(Stored entries)
● ● ● ● ●
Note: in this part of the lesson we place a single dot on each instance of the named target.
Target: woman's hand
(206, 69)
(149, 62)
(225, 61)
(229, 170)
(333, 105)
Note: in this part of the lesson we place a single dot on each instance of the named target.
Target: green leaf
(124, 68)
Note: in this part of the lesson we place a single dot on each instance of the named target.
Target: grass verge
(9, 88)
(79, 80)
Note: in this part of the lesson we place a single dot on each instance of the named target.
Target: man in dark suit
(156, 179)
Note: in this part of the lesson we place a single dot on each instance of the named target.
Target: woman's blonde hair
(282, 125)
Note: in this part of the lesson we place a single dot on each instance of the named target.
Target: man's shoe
● ● ● ● ●
For the entries above, transcribe precisely the lines from the one with "Target: woman's blonde hair" through the end, including both.

Target: woman's blonde hair
(282, 125)
Note: in this part of the lesson we place a single dot on each instance of the named target.
Target: man's shoe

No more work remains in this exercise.